_What is needed:_
A word-for-word copy of the line containing "Game engine object recognition — detect dock" and every following line to the end of the data below is all the answer should hold.

_Excerpted data:_
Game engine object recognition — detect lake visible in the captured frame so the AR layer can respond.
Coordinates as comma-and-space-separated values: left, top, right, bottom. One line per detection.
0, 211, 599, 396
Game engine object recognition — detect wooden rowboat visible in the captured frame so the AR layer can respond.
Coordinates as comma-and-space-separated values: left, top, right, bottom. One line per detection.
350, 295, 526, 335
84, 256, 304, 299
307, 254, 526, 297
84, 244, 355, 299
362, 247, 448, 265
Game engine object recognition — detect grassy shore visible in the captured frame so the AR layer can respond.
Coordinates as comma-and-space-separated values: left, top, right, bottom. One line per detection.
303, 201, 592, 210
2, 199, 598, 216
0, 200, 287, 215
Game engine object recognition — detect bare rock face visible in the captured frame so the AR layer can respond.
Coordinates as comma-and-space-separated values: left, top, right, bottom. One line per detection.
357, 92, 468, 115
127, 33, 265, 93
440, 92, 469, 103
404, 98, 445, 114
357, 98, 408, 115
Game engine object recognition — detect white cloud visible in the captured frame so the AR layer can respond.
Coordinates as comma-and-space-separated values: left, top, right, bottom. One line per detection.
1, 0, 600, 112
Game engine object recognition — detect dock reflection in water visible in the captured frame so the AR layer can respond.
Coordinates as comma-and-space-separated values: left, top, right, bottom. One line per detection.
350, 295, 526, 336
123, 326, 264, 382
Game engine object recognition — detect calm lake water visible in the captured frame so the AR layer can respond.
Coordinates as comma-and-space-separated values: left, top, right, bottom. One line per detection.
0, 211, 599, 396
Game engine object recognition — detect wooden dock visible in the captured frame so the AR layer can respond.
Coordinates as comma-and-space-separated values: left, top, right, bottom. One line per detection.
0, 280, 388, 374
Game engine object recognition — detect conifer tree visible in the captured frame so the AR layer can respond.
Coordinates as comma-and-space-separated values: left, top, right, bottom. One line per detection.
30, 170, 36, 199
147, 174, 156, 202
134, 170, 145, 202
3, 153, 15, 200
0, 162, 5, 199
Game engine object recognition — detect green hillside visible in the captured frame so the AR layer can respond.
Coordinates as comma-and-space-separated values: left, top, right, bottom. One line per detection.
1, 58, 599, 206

_Result of the task:_
Game engine object recognition — detect dock reflection in water visible in the captured frame so the AR layer can respond.
Coordinates as comma-and-space-separated values: left, top, right, bottom. One line per detection.
350, 295, 526, 336
123, 326, 264, 382
Game engine object recognition — detect calm lake water visible in the captured frame so the AR layer can respond.
Coordinates as comma-and-space-separated values: left, top, right, bottom. One line per detection.
0, 211, 599, 396
Game engine object recognition — detect wooden dock visible in the captured frame so the AR layer can respond.
Coordinates as comma-and-space-separated values: left, top, right, bottom. One line per detection.
0, 280, 388, 374
Game engine object recognition — detect conifer tree visible in the captured frame so the AR layer can respond.
Coordinates as comma-and-space-separated values: left, top, right, bottom. One line per detection.
30, 170, 36, 199
147, 174, 156, 202
134, 170, 145, 202
3, 153, 15, 200
0, 162, 5, 199
Game engine object recognition — detect green hillside visible in the captured frame so the AR layer can respond.
Coordinates as comma-and-space-separated values: left, top, right, bottom. One line per detection.
1, 58, 599, 206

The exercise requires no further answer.